##### Rows #####

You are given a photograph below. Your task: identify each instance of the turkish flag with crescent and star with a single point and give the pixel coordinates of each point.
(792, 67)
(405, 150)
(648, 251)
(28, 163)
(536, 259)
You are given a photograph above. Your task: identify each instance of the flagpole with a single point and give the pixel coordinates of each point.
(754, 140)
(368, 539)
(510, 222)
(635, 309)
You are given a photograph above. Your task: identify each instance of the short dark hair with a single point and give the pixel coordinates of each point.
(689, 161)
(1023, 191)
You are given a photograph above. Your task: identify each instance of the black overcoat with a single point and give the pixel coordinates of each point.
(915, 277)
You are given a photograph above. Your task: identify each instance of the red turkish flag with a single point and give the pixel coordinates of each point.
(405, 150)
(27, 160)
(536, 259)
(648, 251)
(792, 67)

#####

> [What you need to do]: Write out, character for character, the stretch of the data above from the line containing "of the flagpole" through the end of the data, including both ends.

> [The response]:
You are given a photograph above. Your task: identify each instance of the flagpole with a single point and give the pixel coordinates of each point.
(754, 140)
(368, 539)
(510, 222)
(635, 309)
You are given a photograph above. Your task: identify each instance of the short dark hair with a single point and give the pixel coordinates of each point.
(689, 161)
(1023, 191)
You are given a photograph above. Your task: identify each instance of the black overcoat with a single point and give the pixel coordinates of each point.
(915, 277)
You are given a photograph above. Your task: identify each instance of the red turkish flag with a single point and give the pixel coordinates of each point.
(405, 150)
(27, 160)
(536, 259)
(648, 251)
(792, 67)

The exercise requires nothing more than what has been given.